Count the lines in the listing below that contain the word "table", matching case exactly. Reply with the number only.

>> Begin Data provided

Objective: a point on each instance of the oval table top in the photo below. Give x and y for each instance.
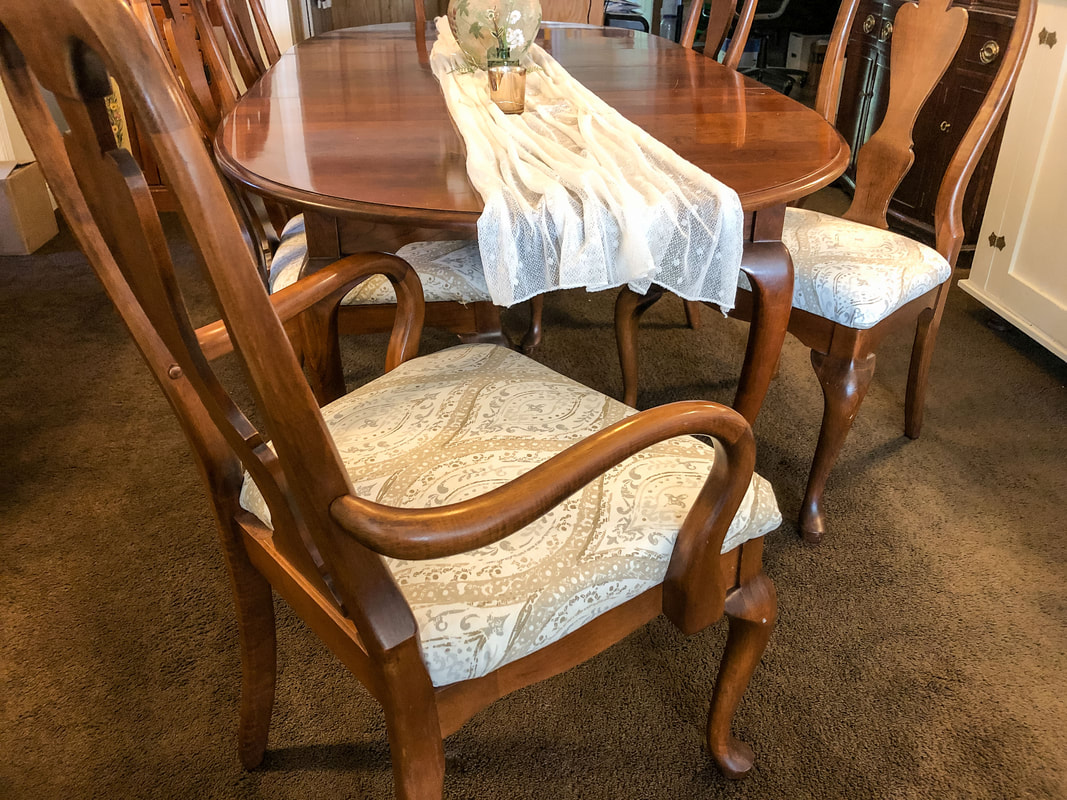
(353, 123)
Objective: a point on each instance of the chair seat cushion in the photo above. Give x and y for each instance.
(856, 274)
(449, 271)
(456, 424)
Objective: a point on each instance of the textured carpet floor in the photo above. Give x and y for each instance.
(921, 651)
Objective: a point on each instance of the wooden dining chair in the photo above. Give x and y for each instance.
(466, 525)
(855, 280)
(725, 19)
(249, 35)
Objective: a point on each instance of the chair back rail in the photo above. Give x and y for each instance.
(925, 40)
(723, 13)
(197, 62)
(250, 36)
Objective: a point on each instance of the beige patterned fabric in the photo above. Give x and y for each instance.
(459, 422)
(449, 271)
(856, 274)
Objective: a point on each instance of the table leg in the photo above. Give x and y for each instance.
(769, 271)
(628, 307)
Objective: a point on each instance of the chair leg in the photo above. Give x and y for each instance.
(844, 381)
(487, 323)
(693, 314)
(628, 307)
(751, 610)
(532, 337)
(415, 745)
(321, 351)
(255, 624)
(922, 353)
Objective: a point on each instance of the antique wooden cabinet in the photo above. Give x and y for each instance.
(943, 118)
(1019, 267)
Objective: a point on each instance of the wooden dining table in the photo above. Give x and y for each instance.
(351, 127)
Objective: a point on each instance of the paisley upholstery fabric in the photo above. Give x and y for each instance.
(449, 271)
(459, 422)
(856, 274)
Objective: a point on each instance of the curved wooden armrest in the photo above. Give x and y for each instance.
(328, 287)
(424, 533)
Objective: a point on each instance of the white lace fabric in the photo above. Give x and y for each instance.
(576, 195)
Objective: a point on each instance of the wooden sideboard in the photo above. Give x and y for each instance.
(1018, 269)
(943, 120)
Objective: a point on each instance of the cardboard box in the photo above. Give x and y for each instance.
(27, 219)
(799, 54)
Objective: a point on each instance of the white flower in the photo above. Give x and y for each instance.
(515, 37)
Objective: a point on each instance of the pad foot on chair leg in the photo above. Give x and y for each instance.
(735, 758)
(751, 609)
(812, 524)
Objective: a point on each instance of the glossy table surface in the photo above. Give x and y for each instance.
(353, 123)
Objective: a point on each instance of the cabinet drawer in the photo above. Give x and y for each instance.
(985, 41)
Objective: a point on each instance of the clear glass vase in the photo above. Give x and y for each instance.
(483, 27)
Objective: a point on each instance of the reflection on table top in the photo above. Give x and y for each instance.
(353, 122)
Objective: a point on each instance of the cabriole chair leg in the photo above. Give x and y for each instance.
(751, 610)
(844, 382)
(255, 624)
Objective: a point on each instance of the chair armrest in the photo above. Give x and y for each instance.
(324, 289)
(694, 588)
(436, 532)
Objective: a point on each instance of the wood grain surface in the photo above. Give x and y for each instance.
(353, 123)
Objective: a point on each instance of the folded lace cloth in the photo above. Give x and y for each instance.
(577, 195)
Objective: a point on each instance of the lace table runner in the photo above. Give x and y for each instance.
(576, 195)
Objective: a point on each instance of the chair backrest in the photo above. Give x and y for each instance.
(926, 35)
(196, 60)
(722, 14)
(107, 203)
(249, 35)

>> End Data provided
>> Begin Data provided

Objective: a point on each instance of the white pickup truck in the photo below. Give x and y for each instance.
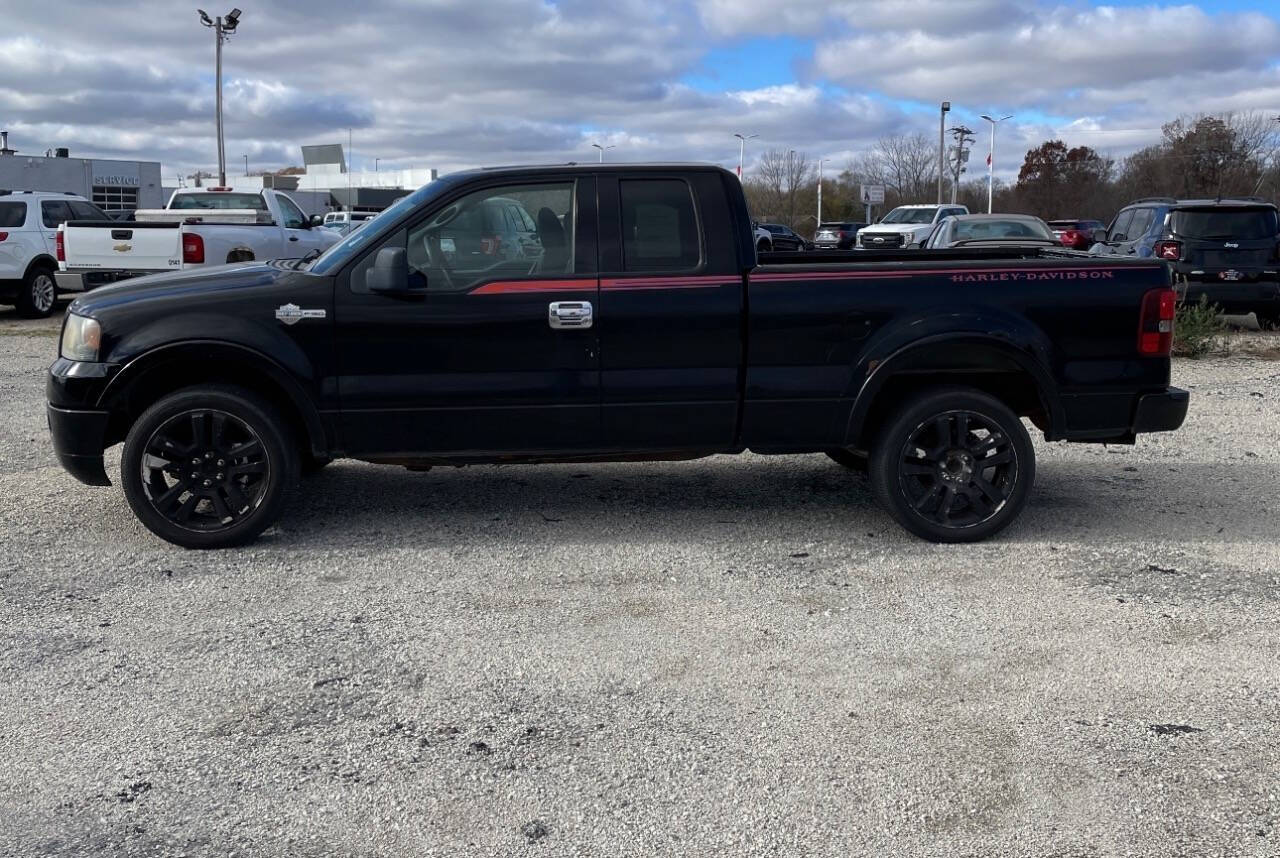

>> End Data provided

Problem solution:
6